Reproduce exactly the lines from the one containing "Check that every instance of the player's" through the last line of the data, both ends included.

━━━ Listed entries

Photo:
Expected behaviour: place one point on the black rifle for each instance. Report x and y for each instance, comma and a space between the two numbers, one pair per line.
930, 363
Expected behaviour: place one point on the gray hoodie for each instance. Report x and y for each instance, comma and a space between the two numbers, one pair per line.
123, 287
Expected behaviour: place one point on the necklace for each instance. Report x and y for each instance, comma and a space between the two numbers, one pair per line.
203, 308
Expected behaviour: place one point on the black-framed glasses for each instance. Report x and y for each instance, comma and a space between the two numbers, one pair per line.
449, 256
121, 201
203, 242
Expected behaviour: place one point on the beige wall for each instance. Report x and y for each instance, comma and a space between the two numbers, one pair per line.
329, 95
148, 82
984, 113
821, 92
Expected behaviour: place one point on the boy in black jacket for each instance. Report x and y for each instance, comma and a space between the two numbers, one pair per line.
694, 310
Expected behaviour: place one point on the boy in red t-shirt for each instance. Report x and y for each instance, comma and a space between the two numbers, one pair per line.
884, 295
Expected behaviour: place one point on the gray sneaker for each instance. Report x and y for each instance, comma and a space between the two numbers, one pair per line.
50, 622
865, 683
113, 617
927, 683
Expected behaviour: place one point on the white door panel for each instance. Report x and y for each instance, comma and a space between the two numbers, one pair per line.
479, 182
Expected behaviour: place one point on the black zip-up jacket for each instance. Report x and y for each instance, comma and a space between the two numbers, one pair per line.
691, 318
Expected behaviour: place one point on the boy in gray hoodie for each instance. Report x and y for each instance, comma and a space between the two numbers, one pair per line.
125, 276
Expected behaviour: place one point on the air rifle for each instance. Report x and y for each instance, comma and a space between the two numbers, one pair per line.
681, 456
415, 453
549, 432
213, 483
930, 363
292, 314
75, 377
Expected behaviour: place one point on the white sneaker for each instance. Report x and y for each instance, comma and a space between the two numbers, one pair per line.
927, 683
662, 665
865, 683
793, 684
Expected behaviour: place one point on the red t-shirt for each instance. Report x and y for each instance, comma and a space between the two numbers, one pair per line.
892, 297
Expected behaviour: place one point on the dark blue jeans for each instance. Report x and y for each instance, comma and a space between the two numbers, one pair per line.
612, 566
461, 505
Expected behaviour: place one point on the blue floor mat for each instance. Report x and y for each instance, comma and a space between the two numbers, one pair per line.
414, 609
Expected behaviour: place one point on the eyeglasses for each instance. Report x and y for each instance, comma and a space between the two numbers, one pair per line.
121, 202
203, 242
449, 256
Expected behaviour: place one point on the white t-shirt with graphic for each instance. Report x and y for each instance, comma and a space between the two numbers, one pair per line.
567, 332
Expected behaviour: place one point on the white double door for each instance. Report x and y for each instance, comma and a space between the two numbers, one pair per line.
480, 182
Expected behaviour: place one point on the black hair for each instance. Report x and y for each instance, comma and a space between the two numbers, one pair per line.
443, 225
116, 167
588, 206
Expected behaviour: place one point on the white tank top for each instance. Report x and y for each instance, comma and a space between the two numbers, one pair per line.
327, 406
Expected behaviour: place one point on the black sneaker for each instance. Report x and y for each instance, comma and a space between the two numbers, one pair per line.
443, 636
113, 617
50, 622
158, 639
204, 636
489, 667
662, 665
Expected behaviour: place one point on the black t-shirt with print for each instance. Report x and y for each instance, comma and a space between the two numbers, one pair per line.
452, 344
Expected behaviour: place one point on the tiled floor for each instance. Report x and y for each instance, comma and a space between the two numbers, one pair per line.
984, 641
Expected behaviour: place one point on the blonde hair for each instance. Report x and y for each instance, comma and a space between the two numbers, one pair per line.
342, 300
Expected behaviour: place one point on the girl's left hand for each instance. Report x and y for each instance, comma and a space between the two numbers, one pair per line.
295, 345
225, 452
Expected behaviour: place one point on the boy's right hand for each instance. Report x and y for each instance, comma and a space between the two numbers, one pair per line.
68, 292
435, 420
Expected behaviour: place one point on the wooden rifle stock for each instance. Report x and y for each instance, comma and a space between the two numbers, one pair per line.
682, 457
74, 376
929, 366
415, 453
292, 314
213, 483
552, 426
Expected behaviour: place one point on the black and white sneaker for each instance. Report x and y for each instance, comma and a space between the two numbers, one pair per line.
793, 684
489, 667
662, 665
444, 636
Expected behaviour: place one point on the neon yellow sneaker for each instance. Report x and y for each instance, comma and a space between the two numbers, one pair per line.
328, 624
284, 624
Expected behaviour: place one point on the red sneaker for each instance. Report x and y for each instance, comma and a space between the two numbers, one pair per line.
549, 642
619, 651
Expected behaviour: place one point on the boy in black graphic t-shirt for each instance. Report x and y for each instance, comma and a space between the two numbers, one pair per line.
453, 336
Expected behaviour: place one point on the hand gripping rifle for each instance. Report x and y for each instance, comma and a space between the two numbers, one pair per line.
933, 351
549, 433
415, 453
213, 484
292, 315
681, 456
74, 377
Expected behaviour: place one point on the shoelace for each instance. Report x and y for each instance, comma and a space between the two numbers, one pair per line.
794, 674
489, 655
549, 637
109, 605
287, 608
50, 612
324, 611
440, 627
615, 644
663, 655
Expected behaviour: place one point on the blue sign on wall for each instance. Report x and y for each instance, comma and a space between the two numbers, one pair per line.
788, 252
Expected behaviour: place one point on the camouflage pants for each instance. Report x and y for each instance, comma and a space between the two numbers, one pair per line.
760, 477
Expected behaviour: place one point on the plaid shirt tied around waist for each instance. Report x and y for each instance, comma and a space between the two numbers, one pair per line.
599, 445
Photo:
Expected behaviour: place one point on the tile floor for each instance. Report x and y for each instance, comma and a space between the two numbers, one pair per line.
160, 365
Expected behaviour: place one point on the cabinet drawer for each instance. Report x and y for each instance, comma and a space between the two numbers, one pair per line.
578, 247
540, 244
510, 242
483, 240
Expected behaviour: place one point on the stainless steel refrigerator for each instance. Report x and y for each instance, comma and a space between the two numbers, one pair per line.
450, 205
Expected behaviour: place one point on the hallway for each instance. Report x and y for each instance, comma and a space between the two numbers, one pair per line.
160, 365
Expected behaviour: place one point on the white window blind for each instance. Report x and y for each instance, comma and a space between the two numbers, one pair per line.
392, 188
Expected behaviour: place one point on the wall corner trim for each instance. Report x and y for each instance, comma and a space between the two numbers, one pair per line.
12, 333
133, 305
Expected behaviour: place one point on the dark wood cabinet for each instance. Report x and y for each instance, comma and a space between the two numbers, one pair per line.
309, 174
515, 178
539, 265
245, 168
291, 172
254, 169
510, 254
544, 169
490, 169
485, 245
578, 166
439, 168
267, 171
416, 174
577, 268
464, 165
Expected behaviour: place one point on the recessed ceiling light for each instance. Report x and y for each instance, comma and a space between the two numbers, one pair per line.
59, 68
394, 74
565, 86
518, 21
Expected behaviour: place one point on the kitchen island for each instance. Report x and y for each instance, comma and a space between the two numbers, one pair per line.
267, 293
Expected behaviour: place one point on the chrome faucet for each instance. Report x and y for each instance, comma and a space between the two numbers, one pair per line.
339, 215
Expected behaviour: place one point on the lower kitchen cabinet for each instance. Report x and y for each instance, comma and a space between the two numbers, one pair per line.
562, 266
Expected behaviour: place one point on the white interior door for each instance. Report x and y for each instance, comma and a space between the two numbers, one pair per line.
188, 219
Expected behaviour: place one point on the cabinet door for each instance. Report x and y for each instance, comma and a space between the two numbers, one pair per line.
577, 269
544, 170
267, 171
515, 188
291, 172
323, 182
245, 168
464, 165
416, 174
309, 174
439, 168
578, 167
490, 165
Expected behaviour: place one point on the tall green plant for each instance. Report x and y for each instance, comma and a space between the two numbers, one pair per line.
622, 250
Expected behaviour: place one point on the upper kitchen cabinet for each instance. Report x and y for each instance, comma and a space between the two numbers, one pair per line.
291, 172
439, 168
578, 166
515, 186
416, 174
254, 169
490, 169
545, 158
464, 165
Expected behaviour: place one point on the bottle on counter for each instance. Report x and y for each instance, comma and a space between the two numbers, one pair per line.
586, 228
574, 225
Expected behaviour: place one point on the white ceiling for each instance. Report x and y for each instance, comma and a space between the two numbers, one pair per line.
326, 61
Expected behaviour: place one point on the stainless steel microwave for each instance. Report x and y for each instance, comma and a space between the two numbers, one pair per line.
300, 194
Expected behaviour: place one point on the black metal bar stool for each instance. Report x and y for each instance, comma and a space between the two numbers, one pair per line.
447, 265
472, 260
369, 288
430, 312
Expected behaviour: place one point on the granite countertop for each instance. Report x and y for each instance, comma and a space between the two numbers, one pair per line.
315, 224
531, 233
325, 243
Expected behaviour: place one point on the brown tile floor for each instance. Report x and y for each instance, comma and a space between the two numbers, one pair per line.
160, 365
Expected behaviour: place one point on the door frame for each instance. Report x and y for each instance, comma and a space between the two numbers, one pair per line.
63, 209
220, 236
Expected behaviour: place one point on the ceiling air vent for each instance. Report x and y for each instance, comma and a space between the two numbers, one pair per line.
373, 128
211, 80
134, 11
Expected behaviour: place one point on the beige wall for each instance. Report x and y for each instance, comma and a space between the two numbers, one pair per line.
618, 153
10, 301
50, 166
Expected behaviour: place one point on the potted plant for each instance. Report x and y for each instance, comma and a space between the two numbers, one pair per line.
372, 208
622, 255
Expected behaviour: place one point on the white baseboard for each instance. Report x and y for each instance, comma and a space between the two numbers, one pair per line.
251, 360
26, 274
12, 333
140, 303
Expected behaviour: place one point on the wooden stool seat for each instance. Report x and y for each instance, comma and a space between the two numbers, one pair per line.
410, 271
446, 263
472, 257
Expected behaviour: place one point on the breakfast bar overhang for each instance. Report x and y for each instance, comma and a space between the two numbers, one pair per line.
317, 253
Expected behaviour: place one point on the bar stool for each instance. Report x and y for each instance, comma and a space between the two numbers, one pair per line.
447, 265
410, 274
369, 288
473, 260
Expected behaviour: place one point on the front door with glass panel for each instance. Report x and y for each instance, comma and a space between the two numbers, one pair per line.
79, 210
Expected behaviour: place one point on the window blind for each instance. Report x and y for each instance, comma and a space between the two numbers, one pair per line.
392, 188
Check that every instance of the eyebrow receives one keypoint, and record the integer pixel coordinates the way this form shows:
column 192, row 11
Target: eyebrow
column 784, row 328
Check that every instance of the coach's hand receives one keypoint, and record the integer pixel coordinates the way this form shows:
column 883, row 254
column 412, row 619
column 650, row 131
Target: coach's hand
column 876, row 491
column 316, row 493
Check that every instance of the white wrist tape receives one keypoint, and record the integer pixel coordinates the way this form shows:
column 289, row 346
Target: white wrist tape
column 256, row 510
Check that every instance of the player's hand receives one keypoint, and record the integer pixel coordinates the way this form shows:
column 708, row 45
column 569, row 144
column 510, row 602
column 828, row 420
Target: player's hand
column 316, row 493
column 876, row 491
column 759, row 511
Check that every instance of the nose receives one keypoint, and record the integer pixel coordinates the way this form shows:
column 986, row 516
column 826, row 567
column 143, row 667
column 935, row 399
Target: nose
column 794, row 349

━━━━━━

[Task solution]
Check that every instance of the player's hand receives one keypoint, and record the integer pixel coordinates the way this form shows:
column 708, row 45
column 569, row 144
column 510, row 602
column 828, row 420
Target: player's hand
column 316, row 493
column 876, row 491
column 759, row 511
Check that every instance of the nose receives one keypoint, and record the integer pixel coordinates the way this form shows:
column 986, row 516
column 826, row 567
column 143, row 667
column 935, row 399
Target: nose
column 794, row 349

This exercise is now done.